Copy the data from the line that contains "of the stacked" to its last line, exactly, including both of those lines and leaving out everything before.

════════

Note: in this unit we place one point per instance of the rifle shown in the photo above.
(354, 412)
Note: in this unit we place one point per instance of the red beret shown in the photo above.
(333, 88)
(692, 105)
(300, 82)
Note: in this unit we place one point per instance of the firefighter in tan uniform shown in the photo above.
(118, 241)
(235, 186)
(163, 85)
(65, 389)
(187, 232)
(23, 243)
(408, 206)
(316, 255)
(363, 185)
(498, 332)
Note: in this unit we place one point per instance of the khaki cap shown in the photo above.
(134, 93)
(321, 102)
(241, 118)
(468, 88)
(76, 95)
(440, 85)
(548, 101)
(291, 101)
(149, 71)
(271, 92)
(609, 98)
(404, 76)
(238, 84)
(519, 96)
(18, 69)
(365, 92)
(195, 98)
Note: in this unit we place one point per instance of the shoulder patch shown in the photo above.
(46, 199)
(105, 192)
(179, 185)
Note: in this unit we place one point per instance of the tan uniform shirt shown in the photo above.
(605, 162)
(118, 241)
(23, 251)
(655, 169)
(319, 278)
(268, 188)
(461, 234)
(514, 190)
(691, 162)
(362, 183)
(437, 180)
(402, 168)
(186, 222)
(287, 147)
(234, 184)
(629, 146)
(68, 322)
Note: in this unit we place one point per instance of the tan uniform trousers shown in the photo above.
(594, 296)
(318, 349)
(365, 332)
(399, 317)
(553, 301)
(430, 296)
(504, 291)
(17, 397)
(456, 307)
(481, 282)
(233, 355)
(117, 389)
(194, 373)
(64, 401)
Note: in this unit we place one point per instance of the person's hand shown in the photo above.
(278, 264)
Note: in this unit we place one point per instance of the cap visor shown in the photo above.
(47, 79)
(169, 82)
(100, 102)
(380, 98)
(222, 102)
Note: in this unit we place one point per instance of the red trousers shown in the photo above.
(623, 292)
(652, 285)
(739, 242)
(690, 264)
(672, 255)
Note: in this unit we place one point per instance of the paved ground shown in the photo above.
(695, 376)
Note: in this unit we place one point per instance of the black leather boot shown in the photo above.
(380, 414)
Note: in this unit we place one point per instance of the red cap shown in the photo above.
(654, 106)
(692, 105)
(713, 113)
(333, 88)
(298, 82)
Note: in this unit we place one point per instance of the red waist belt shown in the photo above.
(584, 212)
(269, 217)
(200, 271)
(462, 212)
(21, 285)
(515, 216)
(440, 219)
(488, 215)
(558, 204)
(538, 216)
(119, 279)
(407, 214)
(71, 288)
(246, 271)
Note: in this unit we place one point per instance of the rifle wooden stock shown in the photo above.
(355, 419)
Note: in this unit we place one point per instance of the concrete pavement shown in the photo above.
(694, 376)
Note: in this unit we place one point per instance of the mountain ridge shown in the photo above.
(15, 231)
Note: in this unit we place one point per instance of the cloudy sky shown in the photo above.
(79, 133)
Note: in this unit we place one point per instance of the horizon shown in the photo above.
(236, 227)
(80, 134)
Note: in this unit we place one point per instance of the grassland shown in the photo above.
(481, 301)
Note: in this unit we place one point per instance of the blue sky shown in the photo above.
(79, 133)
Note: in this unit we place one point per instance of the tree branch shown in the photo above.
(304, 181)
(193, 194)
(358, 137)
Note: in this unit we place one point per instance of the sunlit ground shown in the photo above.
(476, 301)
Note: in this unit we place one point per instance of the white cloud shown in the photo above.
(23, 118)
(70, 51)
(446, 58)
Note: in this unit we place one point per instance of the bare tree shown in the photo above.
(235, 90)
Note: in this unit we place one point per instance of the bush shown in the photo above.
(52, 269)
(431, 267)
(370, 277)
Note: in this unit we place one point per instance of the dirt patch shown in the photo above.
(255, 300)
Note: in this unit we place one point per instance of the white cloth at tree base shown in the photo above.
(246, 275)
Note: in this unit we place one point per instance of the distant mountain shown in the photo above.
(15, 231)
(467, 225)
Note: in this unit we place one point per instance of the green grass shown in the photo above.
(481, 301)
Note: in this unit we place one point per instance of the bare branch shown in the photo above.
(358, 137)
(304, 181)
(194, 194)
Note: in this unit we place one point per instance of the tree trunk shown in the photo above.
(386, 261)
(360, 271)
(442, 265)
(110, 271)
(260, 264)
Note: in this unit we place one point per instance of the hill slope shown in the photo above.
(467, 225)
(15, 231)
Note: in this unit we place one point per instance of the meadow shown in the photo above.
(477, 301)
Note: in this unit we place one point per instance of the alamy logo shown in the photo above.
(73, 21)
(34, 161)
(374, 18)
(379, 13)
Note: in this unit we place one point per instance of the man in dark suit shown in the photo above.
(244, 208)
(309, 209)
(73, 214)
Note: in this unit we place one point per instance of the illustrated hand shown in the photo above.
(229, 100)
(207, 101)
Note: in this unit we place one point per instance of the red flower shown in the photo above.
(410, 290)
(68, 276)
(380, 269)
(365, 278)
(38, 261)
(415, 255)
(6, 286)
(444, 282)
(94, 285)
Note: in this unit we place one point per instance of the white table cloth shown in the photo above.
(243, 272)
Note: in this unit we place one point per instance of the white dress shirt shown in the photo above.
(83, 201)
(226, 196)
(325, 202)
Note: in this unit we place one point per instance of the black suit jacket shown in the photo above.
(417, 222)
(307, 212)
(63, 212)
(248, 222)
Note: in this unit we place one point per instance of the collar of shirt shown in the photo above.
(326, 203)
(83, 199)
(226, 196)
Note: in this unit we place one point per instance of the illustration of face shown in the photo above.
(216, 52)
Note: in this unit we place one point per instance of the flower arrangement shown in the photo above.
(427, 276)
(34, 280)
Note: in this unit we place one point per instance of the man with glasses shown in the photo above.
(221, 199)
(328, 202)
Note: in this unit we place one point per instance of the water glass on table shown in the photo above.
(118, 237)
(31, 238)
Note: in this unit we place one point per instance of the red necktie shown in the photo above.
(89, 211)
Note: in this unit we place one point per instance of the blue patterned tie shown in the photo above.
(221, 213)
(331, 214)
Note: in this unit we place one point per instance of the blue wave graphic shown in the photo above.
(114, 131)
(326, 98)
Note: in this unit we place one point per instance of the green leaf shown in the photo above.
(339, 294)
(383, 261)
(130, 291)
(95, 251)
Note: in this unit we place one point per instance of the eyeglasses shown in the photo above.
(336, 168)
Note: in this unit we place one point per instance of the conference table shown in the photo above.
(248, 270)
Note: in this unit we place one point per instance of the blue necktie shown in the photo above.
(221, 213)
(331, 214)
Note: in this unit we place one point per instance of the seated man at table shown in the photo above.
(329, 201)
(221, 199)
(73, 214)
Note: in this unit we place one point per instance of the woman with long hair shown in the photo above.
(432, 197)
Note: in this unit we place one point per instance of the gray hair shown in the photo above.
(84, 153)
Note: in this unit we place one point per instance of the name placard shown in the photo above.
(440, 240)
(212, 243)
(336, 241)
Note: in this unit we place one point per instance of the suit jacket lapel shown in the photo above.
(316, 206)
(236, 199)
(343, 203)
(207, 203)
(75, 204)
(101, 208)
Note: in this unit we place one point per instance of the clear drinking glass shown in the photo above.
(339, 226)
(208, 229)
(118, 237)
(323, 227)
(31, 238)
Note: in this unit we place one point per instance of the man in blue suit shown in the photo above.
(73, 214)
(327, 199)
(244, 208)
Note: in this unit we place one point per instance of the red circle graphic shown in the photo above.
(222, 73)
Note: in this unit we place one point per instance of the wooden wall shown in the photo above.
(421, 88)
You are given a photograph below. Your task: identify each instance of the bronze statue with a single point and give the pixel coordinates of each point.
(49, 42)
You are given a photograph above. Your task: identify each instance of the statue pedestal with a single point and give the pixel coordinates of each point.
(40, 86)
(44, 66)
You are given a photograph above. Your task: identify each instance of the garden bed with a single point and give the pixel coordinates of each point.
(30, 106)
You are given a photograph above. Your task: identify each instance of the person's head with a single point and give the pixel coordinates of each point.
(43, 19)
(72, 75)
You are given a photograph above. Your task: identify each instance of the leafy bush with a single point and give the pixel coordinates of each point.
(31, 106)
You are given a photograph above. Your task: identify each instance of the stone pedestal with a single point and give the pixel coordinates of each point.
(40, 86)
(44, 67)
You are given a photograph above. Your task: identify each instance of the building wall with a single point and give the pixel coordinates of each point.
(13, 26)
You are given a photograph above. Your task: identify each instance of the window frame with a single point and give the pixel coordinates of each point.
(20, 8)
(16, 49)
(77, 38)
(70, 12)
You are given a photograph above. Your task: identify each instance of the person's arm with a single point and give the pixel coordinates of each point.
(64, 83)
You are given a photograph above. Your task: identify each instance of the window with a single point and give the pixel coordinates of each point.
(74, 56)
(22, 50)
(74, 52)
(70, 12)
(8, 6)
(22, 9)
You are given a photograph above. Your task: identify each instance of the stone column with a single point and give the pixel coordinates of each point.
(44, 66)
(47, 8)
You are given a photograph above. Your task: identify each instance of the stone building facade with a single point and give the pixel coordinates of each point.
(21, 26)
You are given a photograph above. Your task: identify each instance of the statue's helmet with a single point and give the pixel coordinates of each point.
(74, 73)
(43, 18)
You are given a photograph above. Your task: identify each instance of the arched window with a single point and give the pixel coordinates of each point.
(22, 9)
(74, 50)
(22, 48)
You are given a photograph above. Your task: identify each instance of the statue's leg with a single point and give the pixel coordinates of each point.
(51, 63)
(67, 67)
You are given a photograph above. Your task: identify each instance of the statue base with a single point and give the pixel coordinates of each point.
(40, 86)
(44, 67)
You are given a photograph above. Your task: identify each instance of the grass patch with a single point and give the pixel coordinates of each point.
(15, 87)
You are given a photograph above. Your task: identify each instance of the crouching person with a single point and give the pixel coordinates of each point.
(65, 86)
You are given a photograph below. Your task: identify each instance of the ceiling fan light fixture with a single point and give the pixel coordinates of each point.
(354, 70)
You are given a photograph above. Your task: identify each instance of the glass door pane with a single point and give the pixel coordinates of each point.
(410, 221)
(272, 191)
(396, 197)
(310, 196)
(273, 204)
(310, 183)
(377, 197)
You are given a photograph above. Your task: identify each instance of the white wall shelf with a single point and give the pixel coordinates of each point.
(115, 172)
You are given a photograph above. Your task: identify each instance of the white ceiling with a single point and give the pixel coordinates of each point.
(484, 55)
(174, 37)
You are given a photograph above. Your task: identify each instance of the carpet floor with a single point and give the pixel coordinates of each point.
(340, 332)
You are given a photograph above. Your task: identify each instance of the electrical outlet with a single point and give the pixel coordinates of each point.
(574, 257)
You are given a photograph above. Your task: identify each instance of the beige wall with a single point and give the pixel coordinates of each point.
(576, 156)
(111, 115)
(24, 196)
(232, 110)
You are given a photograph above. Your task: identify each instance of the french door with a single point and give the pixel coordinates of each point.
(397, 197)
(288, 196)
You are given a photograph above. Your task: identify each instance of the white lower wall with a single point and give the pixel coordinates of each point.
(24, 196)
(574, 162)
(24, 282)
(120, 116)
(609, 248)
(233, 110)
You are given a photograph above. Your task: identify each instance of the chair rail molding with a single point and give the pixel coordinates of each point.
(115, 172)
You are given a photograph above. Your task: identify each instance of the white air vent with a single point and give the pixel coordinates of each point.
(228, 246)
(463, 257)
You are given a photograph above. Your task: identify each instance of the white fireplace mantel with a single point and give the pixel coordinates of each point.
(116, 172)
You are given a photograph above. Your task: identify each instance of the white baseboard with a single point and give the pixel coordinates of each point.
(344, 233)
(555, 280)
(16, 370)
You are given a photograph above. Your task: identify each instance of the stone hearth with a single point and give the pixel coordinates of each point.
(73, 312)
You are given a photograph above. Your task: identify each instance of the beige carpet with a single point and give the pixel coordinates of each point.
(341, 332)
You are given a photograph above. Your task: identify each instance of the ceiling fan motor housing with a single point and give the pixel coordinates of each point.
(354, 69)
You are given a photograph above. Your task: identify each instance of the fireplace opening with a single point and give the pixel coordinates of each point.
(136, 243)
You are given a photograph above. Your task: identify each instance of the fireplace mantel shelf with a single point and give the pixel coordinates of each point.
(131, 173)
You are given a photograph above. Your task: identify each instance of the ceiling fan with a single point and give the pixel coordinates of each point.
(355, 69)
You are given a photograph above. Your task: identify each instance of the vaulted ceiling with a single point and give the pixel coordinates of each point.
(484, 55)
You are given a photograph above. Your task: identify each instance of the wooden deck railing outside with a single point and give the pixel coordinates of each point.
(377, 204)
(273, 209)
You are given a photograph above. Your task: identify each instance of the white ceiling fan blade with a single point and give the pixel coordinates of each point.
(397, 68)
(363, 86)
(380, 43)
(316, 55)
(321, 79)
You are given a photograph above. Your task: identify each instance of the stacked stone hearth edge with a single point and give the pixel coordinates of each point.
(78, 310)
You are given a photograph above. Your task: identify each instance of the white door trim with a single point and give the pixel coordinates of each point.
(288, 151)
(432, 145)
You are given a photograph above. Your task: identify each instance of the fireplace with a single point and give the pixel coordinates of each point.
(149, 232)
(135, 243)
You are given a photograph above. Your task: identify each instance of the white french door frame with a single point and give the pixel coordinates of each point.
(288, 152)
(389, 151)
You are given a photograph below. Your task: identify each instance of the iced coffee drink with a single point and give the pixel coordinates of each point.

════════

[Written solution]:
You are given a photograph above. Your task: identify each instance of the stacked stone hearth edge with a single point and give the pixel coordinates of each point.
(78, 310)
You are given a photograph above. Your task: identify each instance of the white door trim with a single point and give the pixel coordinates of each point.
(288, 151)
(432, 145)
You are given a photograph above. Your task: identify each instance of the fireplace with a single point and give the pixel coordinates of each point.
(149, 232)
(135, 243)
You are given a photograph above. Your task: identify each instance of the white french door frame with a single point and give the pixel coordinates of each point.
(288, 152)
(389, 151)
You are given a photograph below. Your task: identify each instance of the iced coffee drink with a single point and give the pixel coordinates of each point.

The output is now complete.